═══ Excerpt provided

Deep, longstanding divisions between northern and southern countries haven’t been changed by the crisis.

The 19 finance ministers from Eurozone countries can’t agree on how to share the economic burden of COVID-19 despite a marathon 14-hour video call through the night.

"Corona bonds", or "Euro bonds", are where the battle lays. Italy won’t sign up to any package without them. But the Dutch finance minister is the loudest voice in a group of northern Eurozone countries who don’t want to sign their government’s post-pandemic debt up with countries in the south.

“In their view they’ve been really careful over the past couple of years, they’ve built up a war chest of money to save for a rainy day and so they’re worried that other countries like Italy which didn’t do that work and now is in trouble, will sort of drag them all down if they all have to sort of stand behind these bonds," explains Megan Greene, an economist at Harvard Kennedy School.

The European Central Bank is buying €750 billion of government debt but insists that pooling debt together is also needed.

The European Commission is proposing a €100 billion scheme to back loans to companies to prevent them laying off workers.

══════

| Exercises to complete |
[1] In the article on the Eurozone ministers' dispute, how much government debt is the European Central Bank buying?
[2] Check each statement against the article on the Eurozone ministers' dispute. Give yes or no for each, with the deciding words of the article quoted.
(a) Italy is willing to accept a package without corona bonds.
(b) The European Commission is proposing a €100 billion scheme to back loans to companies.
(c) The Dutch finance minister is the loudest voice among the northern Eurozone countries opposed to sharing debt.
[3] Pick up the article on the Eurozone ministers' dispute after its final sentence and continue writing it.
The lines after this point have no connection to the article.

═══ Material shown

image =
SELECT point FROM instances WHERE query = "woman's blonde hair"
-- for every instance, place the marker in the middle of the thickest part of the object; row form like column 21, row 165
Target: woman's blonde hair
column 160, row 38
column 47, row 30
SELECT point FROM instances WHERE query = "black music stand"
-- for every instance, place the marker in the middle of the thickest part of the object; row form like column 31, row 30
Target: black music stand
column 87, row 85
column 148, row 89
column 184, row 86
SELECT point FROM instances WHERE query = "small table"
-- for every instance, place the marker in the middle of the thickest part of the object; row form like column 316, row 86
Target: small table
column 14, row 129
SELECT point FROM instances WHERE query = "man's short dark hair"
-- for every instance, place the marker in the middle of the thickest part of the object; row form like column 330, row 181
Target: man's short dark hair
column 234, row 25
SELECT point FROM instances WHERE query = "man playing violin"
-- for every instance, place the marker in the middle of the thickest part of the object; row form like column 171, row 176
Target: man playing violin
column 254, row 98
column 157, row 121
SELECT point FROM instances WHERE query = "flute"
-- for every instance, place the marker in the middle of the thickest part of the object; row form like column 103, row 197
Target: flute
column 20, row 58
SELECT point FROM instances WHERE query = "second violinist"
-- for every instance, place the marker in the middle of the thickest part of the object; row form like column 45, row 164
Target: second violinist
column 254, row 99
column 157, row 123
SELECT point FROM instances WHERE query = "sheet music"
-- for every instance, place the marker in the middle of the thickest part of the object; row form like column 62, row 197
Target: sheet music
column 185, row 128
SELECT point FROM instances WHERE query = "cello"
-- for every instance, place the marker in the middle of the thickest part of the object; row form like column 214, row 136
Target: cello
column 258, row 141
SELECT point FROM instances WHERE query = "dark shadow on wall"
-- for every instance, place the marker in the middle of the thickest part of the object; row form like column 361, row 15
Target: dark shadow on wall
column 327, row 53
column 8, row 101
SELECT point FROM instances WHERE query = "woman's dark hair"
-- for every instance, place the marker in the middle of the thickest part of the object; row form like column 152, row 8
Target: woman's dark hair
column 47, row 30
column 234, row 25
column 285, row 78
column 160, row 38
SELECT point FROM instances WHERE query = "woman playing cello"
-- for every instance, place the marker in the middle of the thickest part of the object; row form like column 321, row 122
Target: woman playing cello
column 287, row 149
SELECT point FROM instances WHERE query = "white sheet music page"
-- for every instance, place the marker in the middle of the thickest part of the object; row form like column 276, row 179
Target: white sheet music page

══════

| Answer set |
[1] €750 billion.

[2]
(a) No: "Italy won’t sign up to any package without them."
(b) Yes: "The European Commission is proposing a €100 billion scheme to back loans to companies to prevent them laying off workers."
(c) Yes: "the Dutch finance minister is the loudest voice in a group of northern Eurozone countries who don’t want to sign their government’s post-pandemic debt up with countries in the south."

[3]
Finance ministers are also struggling on to work the European Stability Mechanism into the solution - the bailout fund set up after 2008 financial crisis could be used to the tune of €400 billion.

Economists say the tools are there.

“If this explodes into a full blown Eurozone crisis then it would be a huge crisis, self-inflicted crisis that’s really totally unnecessary given where we stand," said Guntram Wolff, director of the Bruegel think tank in Brussels. "Strong policy response will allow us to manage this crisis and we have the scope and capacity to respond and we should really respond.”

Traditional north-south divides in the Eurozone will need to be overcome as finance ministers re-enter the video call on Thursday.